BEGIN RAW DATA

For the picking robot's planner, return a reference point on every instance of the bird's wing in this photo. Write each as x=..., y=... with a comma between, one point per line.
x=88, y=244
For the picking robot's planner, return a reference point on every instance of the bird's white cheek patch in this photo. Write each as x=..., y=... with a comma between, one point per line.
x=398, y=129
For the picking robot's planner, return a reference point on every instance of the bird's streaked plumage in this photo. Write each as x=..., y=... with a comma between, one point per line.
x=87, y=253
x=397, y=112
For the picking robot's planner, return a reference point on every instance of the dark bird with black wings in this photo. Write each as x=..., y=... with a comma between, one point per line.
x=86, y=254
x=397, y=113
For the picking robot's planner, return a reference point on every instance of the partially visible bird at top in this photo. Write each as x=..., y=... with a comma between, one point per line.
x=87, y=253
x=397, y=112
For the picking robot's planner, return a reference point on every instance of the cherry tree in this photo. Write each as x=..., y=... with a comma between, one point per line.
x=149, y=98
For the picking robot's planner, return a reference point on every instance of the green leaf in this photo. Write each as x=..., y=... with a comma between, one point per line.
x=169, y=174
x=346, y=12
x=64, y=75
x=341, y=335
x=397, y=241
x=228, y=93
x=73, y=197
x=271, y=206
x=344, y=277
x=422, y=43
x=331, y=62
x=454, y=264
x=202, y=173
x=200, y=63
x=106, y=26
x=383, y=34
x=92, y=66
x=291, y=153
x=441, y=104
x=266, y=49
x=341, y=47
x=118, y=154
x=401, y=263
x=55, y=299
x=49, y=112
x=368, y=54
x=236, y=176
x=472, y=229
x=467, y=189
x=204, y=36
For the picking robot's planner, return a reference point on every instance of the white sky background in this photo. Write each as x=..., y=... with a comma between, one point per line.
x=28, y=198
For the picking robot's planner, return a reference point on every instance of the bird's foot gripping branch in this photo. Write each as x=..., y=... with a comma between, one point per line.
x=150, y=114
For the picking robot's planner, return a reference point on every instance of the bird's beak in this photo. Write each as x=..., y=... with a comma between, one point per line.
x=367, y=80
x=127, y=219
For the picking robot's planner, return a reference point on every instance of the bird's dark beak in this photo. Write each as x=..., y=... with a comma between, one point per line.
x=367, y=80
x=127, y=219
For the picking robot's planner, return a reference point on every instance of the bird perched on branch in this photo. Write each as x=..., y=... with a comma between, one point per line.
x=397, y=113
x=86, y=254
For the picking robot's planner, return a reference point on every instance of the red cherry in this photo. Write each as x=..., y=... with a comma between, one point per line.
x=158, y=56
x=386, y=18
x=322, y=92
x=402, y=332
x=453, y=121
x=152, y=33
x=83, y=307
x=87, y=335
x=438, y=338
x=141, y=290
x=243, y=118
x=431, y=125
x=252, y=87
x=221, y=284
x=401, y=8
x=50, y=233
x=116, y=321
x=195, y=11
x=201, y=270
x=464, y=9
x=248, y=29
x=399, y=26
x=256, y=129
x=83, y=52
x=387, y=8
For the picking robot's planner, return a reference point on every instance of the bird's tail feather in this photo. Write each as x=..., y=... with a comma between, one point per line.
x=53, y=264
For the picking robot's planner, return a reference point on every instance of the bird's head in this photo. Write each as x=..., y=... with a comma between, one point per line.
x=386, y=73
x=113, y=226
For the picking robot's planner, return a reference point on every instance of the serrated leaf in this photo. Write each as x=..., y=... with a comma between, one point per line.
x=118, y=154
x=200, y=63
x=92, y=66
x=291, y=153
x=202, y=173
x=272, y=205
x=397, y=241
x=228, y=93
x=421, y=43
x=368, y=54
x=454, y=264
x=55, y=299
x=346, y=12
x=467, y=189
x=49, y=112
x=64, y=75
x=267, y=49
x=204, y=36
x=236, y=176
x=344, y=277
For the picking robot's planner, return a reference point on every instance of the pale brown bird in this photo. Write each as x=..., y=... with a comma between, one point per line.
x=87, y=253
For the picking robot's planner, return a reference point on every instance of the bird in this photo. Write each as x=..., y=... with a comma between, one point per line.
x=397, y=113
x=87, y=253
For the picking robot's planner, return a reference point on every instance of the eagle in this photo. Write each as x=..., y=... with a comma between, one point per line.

END RAW DATA

(WHAT YOU WILL DO)
Your task is to repeat every entry exactly.

(FULL RESPONSE)
For the picking robot's planner, return a reference point on every instance of the bird's wing in this photo. Write each as x=..., y=... with a comma between, one point per line.
x=88, y=244
For the picking robot's planner, return a reference point on every instance of the bird's white cheek patch in this photo. Write each as x=..., y=... with a comma between, one point per line.
x=398, y=129
For the picking robot's planner, return a reference point on every instance of the bird's streaked plumage in this photo. Write each as x=..., y=... with a comma between, one point per line.
x=87, y=253
x=397, y=112
For the picking robot's planner, return a reference point on every instance of the dark bird with black wings in this photo. Write each as x=..., y=... with a comma between, one point per line.
x=86, y=254
x=397, y=113
For the picking robot's planner, return a reference point on every instance of the partially visible bird at top in this photo. Write each as x=..., y=... with a comma between, one point per line.
x=87, y=253
x=397, y=112
For the picking robot's planner, return a reference point on every instance of the cherry tree in this photo. Write each as x=..., y=... with a comma between, one point per line.
x=149, y=98
For the picking robot's planner, return a reference point on every instance of the green leaf in this photo. Write each as x=..., y=... with a comma between, one point per line.
x=169, y=174
x=346, y=12
x=64, y=75
x=341, y=335
x=397, y=241
x=228, y=93
x=73, y=197
x=271, y=206
x=344, y=277
x=422, y=43
x=331, y=62
x=454, y=264
x=202, y=173
x=200, y=63
x=106, y=26
x=383, y=34
x=92, y=66
x=291, y=153
x=441, y=104
x=266, y=49
x=341, y=47
x=118, y=154
x=401, y=263
x=55, y=299
x=49, y=112
x=368, y=54
x=236, y=176
x=472, y=229
x=467, y=189
x=204, y=36
For the picking robot's planner, return a reference point on every instance of the white sky background in this photo. Write each as x=..., y=... with a comma between, one point per line.
x=28, y=198
For the picking robot's planner, return a reference point on every instance of the bird's foot gripping branch in this photo. Write each as x=..., y=... with a comma between, one point per line.
x=150, y=114
For the picking robot's planner, return a reference point on every instance of the bird's beak in this photo. Write each as x=..., y=... with a comma between, one point per line.
x=367, y=80
x=127, y=219
For the picking robot's planner, return a reference point on every instance of the bird's dark beak in this photo. Write each as x=..., y=... with a comma between, one point per line.
x=367, y=80
x=127, y=219
For the picking robot's planner, return a reference point on every instance of the bird perched on branch in this photo. Write each as x=..., y=... with a comma between, one point per line.
x=397, y=113
x=86, y=254
For the picking robot's planner, return a reference point on every instance of the red cherry in this photo. Write each as x=..., y=... with a comma between, one point per line.
x=158, y=56
x=386, y=18
x=322, y=92
x=402, y=332
x=453, y=121
x=152, y=33
x=83, y=307
x=87, y=335
x=438, y=338
x=141, y=290
x=243, y=118
x=431, y=125
x=252, y=87
x=221, y=284
x=401, y=8
x=50, y=233
x=116, y=321
x=195, y=11
x=201, y=270
x=464, y=9
x=248, y=29
x=399, y=26
x=256, y=129
x=83, y=52
x=387, y=8
For the picking robot's planner, return a reference point on every instance of the bird's tail feather in this photo. Write each as x=..., y=... with a comma between, one point per line.
x=53, y=264
For the picking robot's planner, return a reference point on every instance of the bird's head in this photo. Write each as x=..., y=... with a comma between, one point per line.
x=386, y=73
x=113, y=226
For the picking robot's planner, return a reference point on every instance of the serrated leaf in this photo. Write each as x=..., y=... with a comma between, one point per line.
x=118, y=154
x=200, y=63
x=92, y=66
x=291, y=153
x=202, y=173
x=272, y=205
x=397, y=241
x=228, y=93
x=421, y=43
x=368, y=54
x=454, y=264
x=55, y=299
x=346, y=12
x=467, y=189
x=49, y=112
x=64, y=75
x=267, y=49
x=204, y=36
x=236, y=176
x=344, y=277
For the picking robot's planner, return a reference point on every instance of the pale brown bird in this photo. Write each as x=..., y=... with a comma between, one point per line.
x=87, y=253
For the picking robot's planner, return a reference point on every instance of the bird in this photo. Write each as x=..., y=... with a comma between, one point per line.
x=397, y=113
x=87, y=253
For the picking robot's planner, return a reference point on every instance of the eagle in this photo. Write each as x=..., y=... with a comma between, one point per line.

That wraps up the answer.